_Instructions to follow_: According to the article below on the Condé Nast Traveler unfriendliest-cities survey, how many readers took part in the survey?

_Passage shown_:
International travelers have ranked Doha as one of the world’s least friendly cities, describing it as “ugly” and having “horrible” traffic, according to results of a new survey.
Qatar’s capital came in at 10th least friendly in the Condé Nast Traveler’s list of World’s Unfriendliest Cities. It fared better than the Nigerian city of Lagos (9th) and Detroit, which came in 8th place.
Newark in the US state of New Jersey took the dubious title of least friendly place to visit.
One reader even described it as “one of the saddest looking cities I have ever seen.”
The magazine’s annual readers’ choice awards asked travelers to rate world cities according to how friendly they have been to visit.
It used subjective factors such as the warmth of the welcome one gets upon arrival, ease of navigation around town and chance encounters such as “an outgoing local showing you the way.”
A total of 128,000 readers took part in the survey during the last year.
The magazine has not detailed its methodology, but provides a descriptive paragraph for each entry.
With Doha, it noted that visitor numbers are up, partly due to Qatar Airways’ ongoing expansion of its route network.
But readers’ impressions of the city haven’t been too positive, according to the magazine:
“Though Doha has a beautiful airport, our readers are not yet enamored on the city, calling it ‘ugly,’ the traffic ‘horrible’ and the men ‘rude.'”
Just ahead of Doha was Lagos in Nigeria, which was described as “expensive and dangerous,” with “horrible traffic (and) a terrible stench of trash everywhere.”
Newark replaced last year‘s title-holder Caracas, while the Mexican city of Tijuana ranked second most unfriendly globally, thanks to travelers’ descriptions of it being “dirty and unsafe.”
However, some noted that it is showing some hope of change for the better.
In contrast, the charming southern hospitality, safety and ease of walking around the South Carolina city of Charlestown helped earn it the distinction of world’s friendliest city.
Charleston knocked Australia’s Sydney from the top spot it held for the previous two years.
However, the sunshine city still scored well, coming in second this year due to its “beautiful, friendly people.”
Four US cities also made the cut, but no Asian, African or Middle Eastern cities made the most friendliest list.
Though it fared poorly with Conde Nast Traveler readers, Qatar’s perceived safety and Muslim-friendliness are helping it attract plenty of visitors.
Earlier this year, it was ranked second safest country in the world by the Golden Visa 2015 World Safety Index.
It also moved up three spots in the latest Global Muslim Travel Index and was named the fifth friendliest vacation destination in the world for Muslims thanks to its halal offerings.
Qatar’s tourism authorities have ambitious plans to develop the state as an attractive destination for international visitors, with a target of receiving up to 7.4 million travelers by 2030.
While this is 6 percent fewer than the same period last year, the ongoing summer festival and upcoming cruise season are expected to help improve visitor numbers by the end of the year, the authority added.

_Provided material_:

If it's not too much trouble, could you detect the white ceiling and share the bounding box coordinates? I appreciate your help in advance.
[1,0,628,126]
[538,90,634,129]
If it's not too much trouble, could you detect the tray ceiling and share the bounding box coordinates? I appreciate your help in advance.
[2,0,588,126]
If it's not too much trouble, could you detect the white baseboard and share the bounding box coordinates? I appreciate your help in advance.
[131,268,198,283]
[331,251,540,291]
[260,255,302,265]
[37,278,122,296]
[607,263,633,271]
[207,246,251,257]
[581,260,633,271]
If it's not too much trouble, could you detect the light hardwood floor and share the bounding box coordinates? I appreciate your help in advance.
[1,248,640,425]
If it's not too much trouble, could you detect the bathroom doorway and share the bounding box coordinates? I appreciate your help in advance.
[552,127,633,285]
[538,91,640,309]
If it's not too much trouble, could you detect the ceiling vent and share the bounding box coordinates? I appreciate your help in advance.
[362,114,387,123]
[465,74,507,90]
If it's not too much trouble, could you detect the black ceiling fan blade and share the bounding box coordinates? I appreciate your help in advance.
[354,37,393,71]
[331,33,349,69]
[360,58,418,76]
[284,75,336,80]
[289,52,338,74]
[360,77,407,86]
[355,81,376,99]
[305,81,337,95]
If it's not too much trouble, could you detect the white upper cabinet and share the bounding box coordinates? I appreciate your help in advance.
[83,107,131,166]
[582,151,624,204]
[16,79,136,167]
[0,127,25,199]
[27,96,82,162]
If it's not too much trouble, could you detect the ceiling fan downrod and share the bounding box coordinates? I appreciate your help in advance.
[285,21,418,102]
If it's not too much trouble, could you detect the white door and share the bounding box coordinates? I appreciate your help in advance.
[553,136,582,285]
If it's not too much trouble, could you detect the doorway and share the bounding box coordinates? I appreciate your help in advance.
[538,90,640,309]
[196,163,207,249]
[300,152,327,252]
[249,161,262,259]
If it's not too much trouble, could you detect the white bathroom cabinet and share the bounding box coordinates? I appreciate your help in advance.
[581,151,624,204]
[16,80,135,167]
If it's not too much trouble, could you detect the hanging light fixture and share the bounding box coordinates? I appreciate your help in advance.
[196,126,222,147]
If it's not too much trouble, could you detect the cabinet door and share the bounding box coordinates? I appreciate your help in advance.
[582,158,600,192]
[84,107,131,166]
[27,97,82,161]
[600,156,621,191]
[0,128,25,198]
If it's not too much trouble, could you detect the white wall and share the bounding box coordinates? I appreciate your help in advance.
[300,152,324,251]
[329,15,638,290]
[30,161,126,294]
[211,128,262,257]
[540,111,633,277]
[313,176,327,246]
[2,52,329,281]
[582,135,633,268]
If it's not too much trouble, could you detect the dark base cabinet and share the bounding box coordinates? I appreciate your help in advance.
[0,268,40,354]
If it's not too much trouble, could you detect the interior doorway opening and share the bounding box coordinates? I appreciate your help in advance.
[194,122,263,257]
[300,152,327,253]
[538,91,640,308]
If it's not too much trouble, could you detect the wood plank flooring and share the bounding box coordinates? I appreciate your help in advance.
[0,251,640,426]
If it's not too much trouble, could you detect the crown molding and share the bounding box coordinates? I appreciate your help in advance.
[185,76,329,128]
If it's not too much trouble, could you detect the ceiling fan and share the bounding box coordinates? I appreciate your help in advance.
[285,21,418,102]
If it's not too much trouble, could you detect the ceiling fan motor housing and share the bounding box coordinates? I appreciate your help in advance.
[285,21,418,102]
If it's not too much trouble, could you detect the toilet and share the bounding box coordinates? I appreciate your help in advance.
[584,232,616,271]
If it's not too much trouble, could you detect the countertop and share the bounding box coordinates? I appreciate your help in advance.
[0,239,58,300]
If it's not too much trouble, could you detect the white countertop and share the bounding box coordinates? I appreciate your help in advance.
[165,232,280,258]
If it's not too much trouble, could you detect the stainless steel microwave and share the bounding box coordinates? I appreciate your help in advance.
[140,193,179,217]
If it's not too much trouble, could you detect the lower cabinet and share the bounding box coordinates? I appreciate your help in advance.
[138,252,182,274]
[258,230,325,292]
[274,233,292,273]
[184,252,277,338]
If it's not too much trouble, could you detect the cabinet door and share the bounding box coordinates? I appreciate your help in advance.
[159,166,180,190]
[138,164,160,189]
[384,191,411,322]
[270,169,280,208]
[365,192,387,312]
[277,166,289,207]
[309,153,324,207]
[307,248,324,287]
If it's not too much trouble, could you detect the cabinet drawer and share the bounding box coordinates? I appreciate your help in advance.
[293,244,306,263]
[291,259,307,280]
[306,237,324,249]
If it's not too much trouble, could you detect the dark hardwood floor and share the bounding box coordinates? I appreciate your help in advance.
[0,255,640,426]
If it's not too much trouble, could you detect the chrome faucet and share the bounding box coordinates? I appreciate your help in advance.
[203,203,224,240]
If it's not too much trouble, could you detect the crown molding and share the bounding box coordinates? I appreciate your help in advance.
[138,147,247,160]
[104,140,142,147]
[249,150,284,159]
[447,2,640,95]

_Expected answer_: 128,000 readers